• Problem description: Skip the pictures. Transcribe the rest of the data below without changing a word.

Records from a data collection
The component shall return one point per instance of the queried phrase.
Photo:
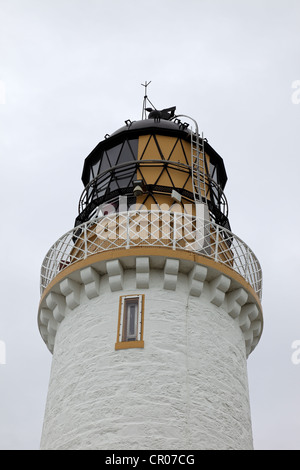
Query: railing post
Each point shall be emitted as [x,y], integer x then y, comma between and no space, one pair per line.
[174,231]
[85,241]
[127,233]
[217,244]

• Written answer:
The component shall return one point per instance of the queried phrase.
Photo:
Query: railing post
Each point shall be emitted as [x,y], integer x then y, comma between and no space, one pair per line.
[174,231]
[85,241]
[127,233]
[217,244]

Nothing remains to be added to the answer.